DIRECTIONS: Each entry must appear in the answer exactly as written.

DATA SHOWN:
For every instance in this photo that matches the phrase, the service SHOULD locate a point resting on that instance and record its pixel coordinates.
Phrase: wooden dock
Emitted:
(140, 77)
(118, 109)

ANSWER SPACE:
For every instance in this photo that matches the phrase, the service SHOULD locate a point resting on that instance and record its pixel coordinates.
Phrase: wooden dock
Emitted:
(140, 77)
(118, 109)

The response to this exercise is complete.